• STATED GOAL: Would you restate, exactly as they appear, the lines from the one containing "man in beige" through the end of the data below?

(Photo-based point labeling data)

—————

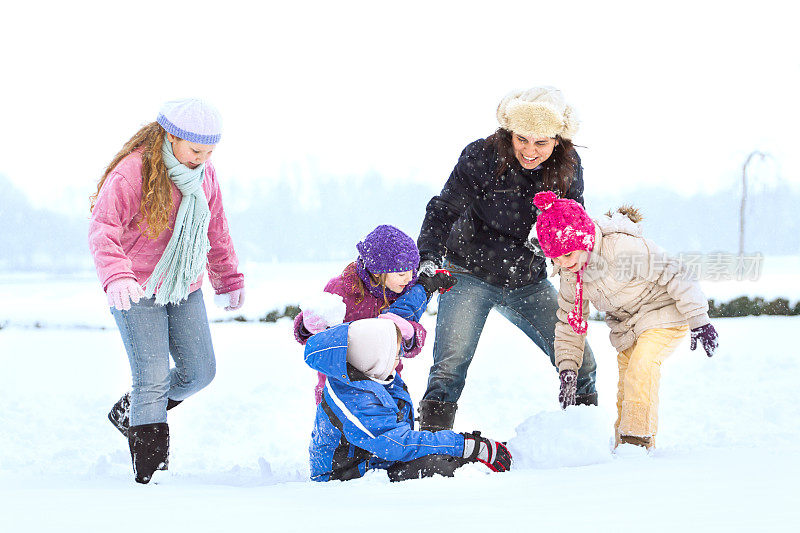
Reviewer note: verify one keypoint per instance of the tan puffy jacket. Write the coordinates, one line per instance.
(634, 282)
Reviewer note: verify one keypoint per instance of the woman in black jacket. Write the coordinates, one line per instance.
(481, 228)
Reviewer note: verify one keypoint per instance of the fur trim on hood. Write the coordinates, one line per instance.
(626, 220)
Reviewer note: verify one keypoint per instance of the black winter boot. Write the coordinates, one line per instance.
(436, 416)
(149, 444)
(425, 466)
(120, 414)
(586, 399)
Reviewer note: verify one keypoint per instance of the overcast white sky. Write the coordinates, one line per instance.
(675, 95)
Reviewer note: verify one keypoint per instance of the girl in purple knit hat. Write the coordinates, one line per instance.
(381, 282)
(648, 300)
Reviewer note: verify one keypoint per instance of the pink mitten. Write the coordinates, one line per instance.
(121, 292)
(406, 329)
(313, 322)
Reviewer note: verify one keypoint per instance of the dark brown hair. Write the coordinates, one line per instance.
(156, 202)
(557, 172)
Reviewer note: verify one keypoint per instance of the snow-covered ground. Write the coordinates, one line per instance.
(727, 460)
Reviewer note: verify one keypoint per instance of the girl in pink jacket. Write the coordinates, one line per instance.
(379, 283)
(157, 225)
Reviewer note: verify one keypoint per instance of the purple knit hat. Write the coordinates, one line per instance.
(386, 249)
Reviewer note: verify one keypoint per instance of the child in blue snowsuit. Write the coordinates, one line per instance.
(365, 419)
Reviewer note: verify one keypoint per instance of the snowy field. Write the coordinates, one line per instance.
(727, 460)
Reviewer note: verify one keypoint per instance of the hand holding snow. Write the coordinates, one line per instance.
(230, 301)
(323, 311)
(121, 292)
(707, 336)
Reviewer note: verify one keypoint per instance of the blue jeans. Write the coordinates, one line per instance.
(462, 315)
(151, 333)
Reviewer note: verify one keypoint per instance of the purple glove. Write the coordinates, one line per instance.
(121, 292)
(569, 387)
(313, 322)
(708, 337)
(405, 327)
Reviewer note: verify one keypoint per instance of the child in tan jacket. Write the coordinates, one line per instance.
(648, 299)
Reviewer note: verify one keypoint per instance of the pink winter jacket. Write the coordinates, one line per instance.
(117, 238)
(369, 307)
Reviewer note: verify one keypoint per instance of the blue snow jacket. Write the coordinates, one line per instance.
(360, 423)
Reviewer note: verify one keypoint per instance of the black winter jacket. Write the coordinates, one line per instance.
(481, 222)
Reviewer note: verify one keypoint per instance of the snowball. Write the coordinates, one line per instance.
(581, 435)
(329, 306)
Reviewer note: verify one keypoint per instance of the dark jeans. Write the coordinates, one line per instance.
(462, 315)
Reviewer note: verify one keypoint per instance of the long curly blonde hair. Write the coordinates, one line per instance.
(156, 203)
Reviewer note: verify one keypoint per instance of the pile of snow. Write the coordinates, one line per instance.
(578, 436)
(329, 307)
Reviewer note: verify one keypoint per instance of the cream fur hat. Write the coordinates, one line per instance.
(537, 112)
(372, 346)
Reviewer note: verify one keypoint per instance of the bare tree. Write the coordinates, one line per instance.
(763, 156)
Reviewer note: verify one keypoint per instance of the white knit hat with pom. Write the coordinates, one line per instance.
(537, 112)
(372, 346)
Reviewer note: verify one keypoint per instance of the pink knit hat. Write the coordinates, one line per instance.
(563, 227)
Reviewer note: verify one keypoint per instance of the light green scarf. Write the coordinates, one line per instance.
(187, 251)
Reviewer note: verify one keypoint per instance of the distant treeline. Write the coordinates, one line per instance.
(741, 306)
(322, 219)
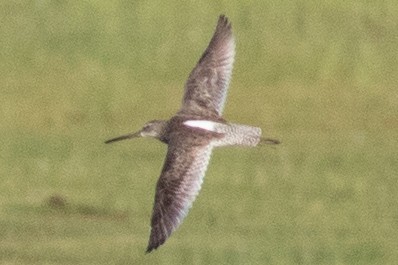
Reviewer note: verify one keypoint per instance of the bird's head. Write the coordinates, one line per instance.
(153, 128)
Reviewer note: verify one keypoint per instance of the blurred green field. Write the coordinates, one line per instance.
(322, 76)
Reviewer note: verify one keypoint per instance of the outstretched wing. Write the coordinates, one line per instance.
(207, 85)
(177, 187)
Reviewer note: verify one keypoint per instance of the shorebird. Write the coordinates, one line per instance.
(192, 133)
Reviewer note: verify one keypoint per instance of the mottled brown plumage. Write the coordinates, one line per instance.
(192, 134)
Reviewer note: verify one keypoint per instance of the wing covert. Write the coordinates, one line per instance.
(207, 85)
(177, 187)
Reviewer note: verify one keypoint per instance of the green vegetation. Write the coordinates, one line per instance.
(322, 76)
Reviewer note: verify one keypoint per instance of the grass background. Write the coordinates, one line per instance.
(319, 75)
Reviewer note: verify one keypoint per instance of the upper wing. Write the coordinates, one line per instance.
(177, 187)
(207, 85)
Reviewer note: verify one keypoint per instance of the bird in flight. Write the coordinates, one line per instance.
(193, 132)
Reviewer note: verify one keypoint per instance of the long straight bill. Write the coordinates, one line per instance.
(123, 137)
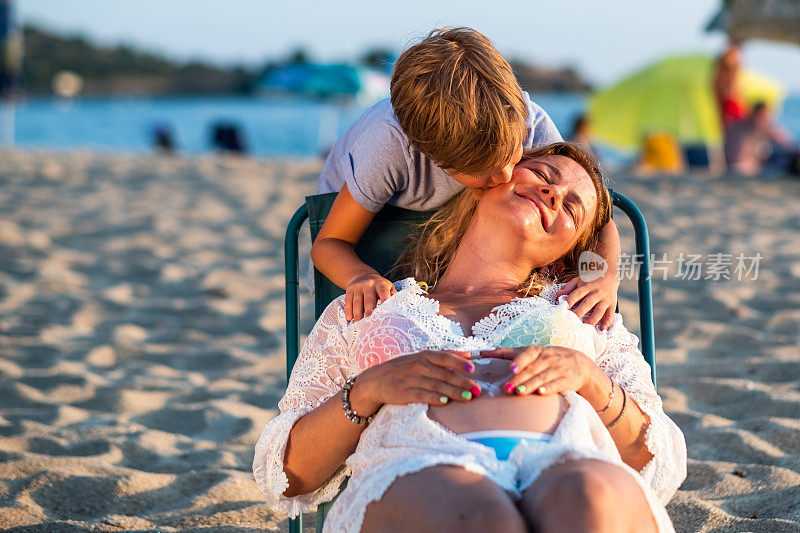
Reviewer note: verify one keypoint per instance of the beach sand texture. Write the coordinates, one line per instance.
(142, 341)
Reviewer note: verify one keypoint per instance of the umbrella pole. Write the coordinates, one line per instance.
(7, 122)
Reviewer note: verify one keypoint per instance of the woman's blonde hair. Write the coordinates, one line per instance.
(433, 247)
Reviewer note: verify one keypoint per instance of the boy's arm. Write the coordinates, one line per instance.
(333, 253)
(597, 300)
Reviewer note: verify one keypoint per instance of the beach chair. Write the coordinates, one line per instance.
(380, 246)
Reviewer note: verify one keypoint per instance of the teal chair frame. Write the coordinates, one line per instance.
(389, 226)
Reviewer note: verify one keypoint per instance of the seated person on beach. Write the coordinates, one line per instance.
(661, 154)
(482, 403)
(747, 142)
(457, 119)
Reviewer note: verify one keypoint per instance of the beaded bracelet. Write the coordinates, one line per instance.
(348, 409)
(622, 412)
(610, 397)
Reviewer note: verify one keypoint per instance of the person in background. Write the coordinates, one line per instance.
(227, 137)
(661, 154)
(582, 134)
(748, 143)
(163, 139)
(729, 98)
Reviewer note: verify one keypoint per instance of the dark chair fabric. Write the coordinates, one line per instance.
(382, 243)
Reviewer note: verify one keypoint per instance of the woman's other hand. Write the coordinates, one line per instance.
(433, 377)
(595, 302)
(544, 370)
(363, 293)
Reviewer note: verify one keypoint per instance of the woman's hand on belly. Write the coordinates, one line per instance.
(544, 370)
(432, 376)
(523, 413)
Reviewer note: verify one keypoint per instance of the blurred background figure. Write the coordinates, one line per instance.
(227, 137)
(727, 93)
(163, 140)
(660, 154)
(582, 134)
(10, 68)
(752, 142)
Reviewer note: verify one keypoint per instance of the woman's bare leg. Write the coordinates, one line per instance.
(443, 498)
(586, 495)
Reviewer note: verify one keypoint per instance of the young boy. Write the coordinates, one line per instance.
(457, 118)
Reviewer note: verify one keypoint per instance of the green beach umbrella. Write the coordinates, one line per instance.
(672, 96)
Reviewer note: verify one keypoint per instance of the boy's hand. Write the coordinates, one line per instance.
(362, 295)
(594, 301)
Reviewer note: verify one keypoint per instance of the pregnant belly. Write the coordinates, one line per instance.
(499, 410)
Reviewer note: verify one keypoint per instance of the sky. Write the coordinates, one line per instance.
(604, 40)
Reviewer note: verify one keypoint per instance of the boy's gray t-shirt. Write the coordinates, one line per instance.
(380, 164)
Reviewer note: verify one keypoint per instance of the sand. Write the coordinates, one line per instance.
(142, 341)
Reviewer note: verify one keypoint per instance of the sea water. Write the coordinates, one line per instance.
(270, 127)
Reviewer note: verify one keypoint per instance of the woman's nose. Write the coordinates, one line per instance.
(503, 175)
(553, 195)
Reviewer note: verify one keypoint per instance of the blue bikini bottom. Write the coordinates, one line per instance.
(504, 440)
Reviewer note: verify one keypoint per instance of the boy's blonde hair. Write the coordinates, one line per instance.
(458, 101)
(431, 250)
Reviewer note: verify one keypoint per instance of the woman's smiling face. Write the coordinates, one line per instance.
(549, 203)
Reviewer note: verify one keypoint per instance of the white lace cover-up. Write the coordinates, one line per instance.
(402, 439)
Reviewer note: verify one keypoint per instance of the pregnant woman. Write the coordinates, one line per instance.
(480, 403)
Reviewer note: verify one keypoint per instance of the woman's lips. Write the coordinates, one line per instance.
(538, 205)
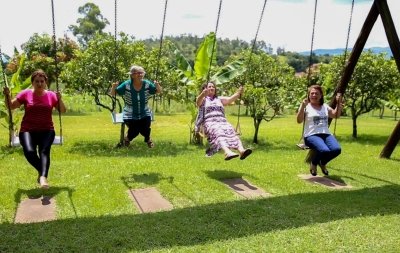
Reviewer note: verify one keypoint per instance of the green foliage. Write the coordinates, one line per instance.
(90, 24)
(267, 82)
(90, 181)
(374, 79)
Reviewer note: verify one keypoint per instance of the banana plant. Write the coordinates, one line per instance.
(16, 85)
(204, 65)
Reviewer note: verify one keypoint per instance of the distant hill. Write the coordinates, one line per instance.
(338, 51)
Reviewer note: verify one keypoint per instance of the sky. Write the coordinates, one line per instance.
(286, 23)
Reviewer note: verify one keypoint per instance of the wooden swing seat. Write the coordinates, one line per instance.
(58, 140)
(117, 118)
(302, 146)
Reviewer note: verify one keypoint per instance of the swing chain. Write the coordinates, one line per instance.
(8, 99)
(312, 44)
(56, 67)
(238, 130)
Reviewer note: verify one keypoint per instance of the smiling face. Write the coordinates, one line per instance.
(39, 81)
(211, 89)
(315, 95)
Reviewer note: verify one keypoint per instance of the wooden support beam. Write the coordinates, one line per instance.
(394, 43)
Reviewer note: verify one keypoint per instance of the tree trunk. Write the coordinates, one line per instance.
(381, 112)
(354, 118)
(391, 143)
(121, 136)
(257, 123)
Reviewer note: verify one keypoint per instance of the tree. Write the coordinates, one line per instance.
(201, 71)
(91, 23)
(106, 61)
(267, 81)
(374, 79)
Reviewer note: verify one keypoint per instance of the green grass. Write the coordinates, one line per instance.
(89, 179)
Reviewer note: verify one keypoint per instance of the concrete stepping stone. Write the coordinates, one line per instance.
(149, 200)
(33, 210)
(325, 181)
(244, 188)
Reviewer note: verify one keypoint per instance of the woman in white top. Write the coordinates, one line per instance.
(316, 129)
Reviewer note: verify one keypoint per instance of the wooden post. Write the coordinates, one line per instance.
(394, 43)
(351, 63)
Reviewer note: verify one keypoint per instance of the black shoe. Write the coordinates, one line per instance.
(313, 169)
(324, 170)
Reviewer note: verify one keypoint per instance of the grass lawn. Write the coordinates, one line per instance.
(89, 180)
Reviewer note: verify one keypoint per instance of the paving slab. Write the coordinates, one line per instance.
(325, 181)
(34, 210)
(149, 200)
(244, 188)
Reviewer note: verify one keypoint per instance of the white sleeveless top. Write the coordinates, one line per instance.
(316, 121)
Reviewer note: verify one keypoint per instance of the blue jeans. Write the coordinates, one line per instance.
(326, 147)
(37, 146)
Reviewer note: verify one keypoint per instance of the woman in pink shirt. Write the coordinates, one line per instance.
(37, 129)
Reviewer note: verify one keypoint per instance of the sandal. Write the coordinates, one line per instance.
(150, 144)
(313, 169)
(126, 142)
(245, 154)
(324, 170)
(230, 156)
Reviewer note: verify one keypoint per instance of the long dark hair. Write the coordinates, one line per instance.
(215, 87)
(39, 73)
(318, 88)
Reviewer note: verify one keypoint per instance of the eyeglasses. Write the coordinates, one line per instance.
(138, 73)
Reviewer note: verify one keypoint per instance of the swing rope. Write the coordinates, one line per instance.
(237, 129)
(215, 41)
(114, 98)
(202, 134)
(300, 144)
(345, 53)
(160, 51)
(8, 99)
(56, 68)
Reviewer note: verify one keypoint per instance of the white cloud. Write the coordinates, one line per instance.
(286, 23)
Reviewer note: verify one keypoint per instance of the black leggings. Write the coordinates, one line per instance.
(37, 147)
(141, 126)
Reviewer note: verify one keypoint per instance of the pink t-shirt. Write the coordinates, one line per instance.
(38, 110)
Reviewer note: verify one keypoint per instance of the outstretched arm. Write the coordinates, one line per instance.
(201, 96)
(10, 103)
(301, 112)
(61, 106)
(234, 97)
(158, 87)
(335, 113)
(113, 87)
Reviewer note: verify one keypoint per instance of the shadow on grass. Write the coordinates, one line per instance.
(365, 139)
(199, 225)
(151, 179)
(148, 179)
(225, 174)
(137, 148)
(46, 194)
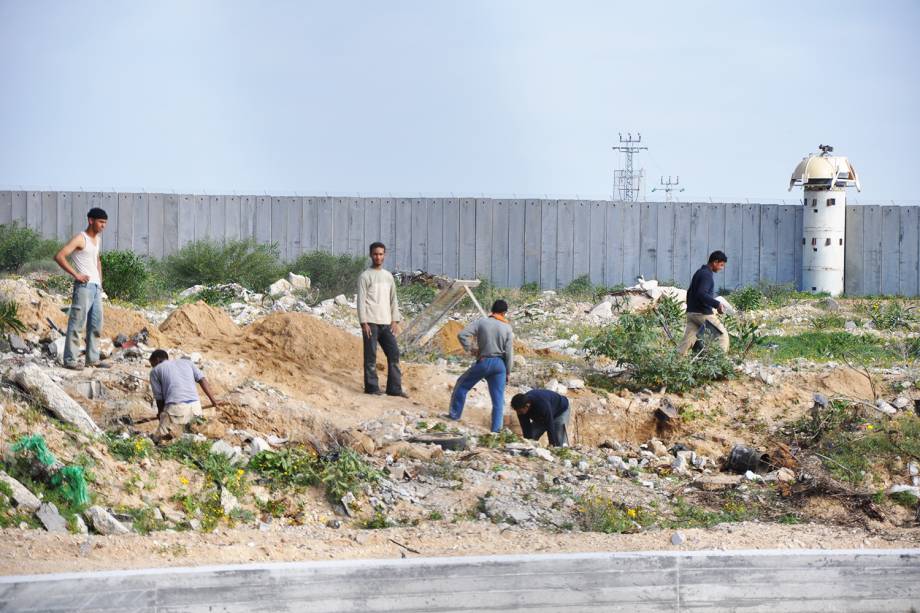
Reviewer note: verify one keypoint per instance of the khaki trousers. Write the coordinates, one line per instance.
(175, 417)
(695, 321)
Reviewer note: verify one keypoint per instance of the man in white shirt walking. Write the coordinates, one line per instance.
(86, 301)
(378, 313)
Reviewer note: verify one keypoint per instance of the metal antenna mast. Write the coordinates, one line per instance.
(626, 182)
(668, 187)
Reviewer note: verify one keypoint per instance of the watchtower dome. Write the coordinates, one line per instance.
(824, 178)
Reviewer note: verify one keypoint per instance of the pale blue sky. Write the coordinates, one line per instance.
(440, 98)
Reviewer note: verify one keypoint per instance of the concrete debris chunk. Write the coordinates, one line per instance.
(49, 394)
(51, 519)
(231, 452)
(298, 281)
(280, 287)
(103, 522)
(24, 499)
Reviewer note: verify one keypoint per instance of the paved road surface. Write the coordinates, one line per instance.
(749, 581)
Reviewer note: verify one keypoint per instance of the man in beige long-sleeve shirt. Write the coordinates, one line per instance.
(378, 313)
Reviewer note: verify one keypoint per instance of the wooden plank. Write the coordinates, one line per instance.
(171, 224)
(65, 216)
(34, 210)
(247, 217)
(140, 239)
(308, 234)
(797, 249)
(278, 221)
(293, 211)
(484, 238)
(203, 219)
(631, 244)
(402, 237)
(516, 220)
(19, 207)
(187, 214)
(872, 250)
(665, 255)
(155, 226)
(786, 241)
(387, 223)
(419, 240)
(262, 224)
(125, 241)
(500, 242)
(324, 223)
(613, 244)
(49, 215)
(435, 257)
(549, 220)
(450, 231)
(467, 257)
(853, 281)
(565, 243)
(371, 208)
(6, 208)
(891, 262)
(750, 244)
(233, 211)
(733, 245)
(909, 251)
(648, 239)
(356, 244)
(581, 239)
(532, 237)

—————

• REPLY:
Reviewer note: verify one keypoint per instance of the man in beige long-sleeve shirt. Write the coordinates, one line per instance.
(378, 313)
Reviewer note: verify one keypoint per instance of the wooden plank. Write the coordinates, one line per instance.
(171, 224)
(65, 216)
(34, 210)
(247, 217)
(140, 239)
(308, 234)
(797, 249)
(278, 221)
(293, 211)
(484, 238)
(203, 219)
(631, 244)
(402, 237)
(516, 220)
(19, 207)
(187, 214)
(872, 250)
(665, 255)
(155, 226)
(786, 241)
(387, 223)
(419, 240)
(262, 224)
(125, 241)
(500, 242)
(324, 223)
(613, 244)
(49, 215)
(435, 257)
(549, 220)
(450, 231)
(467, 257)
(853, 281)
(565, 243)
(371, 208)
(6, 208)
(891, 262)
(750, 244)
(233, 211)
(733, 245)
(909, 251)
(648, 239)
(356, 244)
(581, 239)
(532, 237)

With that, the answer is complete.